## RECORD SET
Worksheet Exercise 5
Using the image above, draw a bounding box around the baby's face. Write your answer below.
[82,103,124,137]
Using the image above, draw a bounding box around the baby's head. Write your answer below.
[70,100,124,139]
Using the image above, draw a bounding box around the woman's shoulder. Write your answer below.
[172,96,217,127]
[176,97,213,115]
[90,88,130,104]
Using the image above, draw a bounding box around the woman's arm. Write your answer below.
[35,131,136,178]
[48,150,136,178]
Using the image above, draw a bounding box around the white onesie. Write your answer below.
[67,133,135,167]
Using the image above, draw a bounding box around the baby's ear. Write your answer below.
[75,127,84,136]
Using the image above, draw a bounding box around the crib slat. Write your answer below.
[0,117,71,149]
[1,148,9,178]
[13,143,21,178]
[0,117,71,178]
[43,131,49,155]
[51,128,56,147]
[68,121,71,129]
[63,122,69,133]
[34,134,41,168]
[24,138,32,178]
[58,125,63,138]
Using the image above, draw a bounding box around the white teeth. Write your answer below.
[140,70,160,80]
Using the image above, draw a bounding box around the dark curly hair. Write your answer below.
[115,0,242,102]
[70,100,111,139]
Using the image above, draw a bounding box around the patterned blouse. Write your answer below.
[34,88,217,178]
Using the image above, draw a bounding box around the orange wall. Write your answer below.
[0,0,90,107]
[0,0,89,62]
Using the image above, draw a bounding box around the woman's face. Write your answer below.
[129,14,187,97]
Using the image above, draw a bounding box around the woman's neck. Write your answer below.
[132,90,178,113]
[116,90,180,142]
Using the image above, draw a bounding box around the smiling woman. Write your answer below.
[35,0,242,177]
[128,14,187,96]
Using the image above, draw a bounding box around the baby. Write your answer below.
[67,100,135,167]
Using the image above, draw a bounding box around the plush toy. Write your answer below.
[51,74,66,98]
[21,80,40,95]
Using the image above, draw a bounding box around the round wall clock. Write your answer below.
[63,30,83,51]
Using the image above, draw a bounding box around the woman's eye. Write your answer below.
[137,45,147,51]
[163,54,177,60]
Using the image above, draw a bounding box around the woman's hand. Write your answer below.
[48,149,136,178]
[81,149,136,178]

## YOUR OBJECTIVE
A faithful, complete reproduction of the listing above is requested.

## TASK RESULT
Worksheet Exercise 5
Using the image above, draw a bounding box around the baby's face. Write your answer below.
[82,103,124,137]
Using the image above, draw a bounding box around the baby's head. Write your answer below.
[70,100,124,139]
Using the image above, draw a bounding box around the woman's shoulder. Write your answer below.
[172,96,217,127]
[176,97,213,115]
[90,88,130,104]
Using the image above, draw a bounding box around the woman's arm. Write your answer below.
[35,131,136,178]
[48,150,136,178]
Using the image above, draw a bounding box around the white onesie. Write your answer below.
[67,133,135,167]
Using the image above, draw a bounding box around the baby's ear. Write your answer below.
[75,127,84,136]
Using the image above, draw a bounding box around the crib slat. Write your answer below.
[0,117,71,149]
[1,148,9,178]
[13,143,21,178]
[0,117,71,178]
[43,131,49,155]
[51,128,56,147]
[68,121,71,129]
[63,122,69,133]
[34,134,41,168]
[24,138,32,178]
[58,125,63,138]
Using the image above, draw a bounding box around the white teeth. Write your answer below.
[140,70,160,80]
Using the image above, draw a bounding box around the dark curly hair. Write your answer below.
[115,0,242,102]
[70,100,111,139]
Using the image above, draw a bounding box around the patterned blouse. Write your answer below.
[34,88,217,178]
Using the image above, draw a bounding box around the orange wall. Write your answer below.
[0,0,90,107]
[0,0,89,62]
Using the image above, draw a bounding box around the woman's face. Write your answer below.
[129,14,187,97]
Using the image above, draw a bounding box around the woman's neck. Write your answer below.
[132,90,178,113]
[116,90,180,142]
Using the image above, draw a bounding box around the smiling woman. Write your answer below.
[35,0,242,177]
[128,14,187,96]
Using the image above, draw a bounding box around the baby. Write your answer below.
[67,100,135,167]
Using the image above, draw a bounding box around the plush toy. Write your answer below.
[51,74,66,98]
[21,80,40,95]
Using the image above, draw a bounding box around the round wall clock. Write your answer below.
[63,30,83,51]
Using the image above, draw a bounding box around the woman's eye. Write your answer below.
[137,45,147,51]
[163,54,177,60]
Using the image above, draw a bounding box around the woman's hand. Write your answer below.
[48,149,136,178]
[81,149,136,178]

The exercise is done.